Given records:
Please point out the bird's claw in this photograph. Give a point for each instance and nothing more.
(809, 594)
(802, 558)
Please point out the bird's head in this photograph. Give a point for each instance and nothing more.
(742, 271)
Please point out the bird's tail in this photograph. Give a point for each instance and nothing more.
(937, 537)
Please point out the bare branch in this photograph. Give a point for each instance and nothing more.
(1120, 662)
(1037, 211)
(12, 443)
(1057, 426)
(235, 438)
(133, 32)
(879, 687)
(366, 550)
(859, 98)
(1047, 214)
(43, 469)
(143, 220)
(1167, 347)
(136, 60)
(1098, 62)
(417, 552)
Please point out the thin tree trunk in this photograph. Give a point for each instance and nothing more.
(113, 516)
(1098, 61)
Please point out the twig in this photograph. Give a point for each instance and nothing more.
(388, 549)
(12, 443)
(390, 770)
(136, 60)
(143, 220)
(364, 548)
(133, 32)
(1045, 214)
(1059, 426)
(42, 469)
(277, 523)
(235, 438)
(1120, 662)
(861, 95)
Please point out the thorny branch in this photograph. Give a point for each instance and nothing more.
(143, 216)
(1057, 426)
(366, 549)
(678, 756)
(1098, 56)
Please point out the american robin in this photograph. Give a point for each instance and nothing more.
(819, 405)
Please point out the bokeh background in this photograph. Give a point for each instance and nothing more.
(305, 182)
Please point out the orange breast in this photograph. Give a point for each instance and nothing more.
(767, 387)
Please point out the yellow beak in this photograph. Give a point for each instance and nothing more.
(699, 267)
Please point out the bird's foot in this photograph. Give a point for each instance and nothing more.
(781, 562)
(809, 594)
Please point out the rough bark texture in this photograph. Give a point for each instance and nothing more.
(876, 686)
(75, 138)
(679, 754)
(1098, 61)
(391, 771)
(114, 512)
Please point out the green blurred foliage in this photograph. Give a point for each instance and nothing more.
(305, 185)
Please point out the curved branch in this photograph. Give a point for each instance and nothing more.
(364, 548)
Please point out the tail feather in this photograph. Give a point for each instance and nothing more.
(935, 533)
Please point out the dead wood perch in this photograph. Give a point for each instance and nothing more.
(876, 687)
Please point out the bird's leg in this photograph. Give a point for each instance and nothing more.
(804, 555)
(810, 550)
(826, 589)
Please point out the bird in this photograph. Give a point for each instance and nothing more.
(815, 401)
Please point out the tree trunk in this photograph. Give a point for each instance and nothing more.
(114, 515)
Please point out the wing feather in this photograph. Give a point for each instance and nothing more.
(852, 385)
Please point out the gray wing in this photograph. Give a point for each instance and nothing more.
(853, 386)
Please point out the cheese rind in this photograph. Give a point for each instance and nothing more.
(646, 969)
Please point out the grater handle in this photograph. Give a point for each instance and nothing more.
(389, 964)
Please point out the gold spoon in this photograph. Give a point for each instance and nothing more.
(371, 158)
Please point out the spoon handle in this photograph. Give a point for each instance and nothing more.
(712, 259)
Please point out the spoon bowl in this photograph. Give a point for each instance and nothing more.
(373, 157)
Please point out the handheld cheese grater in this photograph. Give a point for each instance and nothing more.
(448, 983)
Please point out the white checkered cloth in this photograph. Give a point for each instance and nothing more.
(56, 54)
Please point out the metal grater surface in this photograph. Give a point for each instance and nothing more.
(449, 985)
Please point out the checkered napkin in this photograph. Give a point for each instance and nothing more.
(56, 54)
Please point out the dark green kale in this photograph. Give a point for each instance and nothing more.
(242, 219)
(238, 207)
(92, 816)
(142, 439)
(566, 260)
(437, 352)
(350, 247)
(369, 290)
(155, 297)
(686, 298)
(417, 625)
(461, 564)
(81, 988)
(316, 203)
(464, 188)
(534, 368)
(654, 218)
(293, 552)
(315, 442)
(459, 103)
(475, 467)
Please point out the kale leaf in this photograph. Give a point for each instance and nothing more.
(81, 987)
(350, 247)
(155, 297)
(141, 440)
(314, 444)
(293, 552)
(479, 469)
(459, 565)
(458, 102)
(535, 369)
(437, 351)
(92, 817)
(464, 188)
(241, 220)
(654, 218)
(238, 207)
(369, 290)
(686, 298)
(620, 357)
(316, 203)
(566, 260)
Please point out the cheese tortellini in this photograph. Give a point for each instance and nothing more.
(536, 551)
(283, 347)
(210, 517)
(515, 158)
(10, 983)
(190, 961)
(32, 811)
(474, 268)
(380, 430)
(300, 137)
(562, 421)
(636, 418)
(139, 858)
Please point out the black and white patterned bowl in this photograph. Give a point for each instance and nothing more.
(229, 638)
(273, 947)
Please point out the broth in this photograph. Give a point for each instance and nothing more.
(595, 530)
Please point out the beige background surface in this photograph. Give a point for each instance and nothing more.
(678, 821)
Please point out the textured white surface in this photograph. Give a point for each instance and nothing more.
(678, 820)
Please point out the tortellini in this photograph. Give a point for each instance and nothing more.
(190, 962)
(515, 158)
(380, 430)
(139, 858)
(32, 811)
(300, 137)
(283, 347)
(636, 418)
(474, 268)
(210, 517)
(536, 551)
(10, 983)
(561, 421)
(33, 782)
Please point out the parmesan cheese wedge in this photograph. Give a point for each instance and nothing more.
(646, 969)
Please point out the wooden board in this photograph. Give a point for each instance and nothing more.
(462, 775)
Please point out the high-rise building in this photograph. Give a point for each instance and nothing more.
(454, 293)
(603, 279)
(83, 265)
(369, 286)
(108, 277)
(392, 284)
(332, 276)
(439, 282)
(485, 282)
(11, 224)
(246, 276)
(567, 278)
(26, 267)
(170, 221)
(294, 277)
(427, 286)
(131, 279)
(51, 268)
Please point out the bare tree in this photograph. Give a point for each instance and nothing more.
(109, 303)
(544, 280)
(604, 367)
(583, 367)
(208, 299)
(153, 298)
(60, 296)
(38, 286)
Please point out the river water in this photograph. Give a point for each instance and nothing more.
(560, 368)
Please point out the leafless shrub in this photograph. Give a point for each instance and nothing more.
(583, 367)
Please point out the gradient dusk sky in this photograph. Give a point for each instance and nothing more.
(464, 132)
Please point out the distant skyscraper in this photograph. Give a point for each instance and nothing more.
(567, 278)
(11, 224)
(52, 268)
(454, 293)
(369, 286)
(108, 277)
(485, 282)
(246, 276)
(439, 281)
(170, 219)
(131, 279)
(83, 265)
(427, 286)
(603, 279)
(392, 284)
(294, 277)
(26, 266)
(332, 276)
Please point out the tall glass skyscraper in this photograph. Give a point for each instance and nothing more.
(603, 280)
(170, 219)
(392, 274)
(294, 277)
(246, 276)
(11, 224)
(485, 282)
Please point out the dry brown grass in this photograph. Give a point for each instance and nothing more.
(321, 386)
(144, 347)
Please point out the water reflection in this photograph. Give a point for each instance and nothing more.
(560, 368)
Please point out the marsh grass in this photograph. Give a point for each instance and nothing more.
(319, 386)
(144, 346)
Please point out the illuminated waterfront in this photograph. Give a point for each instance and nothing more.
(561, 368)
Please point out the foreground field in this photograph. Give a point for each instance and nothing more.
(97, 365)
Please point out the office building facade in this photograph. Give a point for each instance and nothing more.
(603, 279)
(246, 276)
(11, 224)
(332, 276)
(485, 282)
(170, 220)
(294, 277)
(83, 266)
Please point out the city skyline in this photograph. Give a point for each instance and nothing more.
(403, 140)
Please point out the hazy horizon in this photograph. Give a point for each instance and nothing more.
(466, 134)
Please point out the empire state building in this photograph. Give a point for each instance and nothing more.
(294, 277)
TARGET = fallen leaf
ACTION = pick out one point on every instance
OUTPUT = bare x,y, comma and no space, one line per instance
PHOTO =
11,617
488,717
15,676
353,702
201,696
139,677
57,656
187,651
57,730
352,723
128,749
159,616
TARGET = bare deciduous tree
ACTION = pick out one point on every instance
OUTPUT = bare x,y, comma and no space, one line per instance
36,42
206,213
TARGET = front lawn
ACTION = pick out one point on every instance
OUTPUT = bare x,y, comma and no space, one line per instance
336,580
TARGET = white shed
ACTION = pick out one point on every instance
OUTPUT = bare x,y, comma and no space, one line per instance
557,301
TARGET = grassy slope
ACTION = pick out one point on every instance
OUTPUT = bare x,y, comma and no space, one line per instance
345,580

Exercise brief: All that is required is the number of lines in the data above that contain the word "TARGET".

Result: 5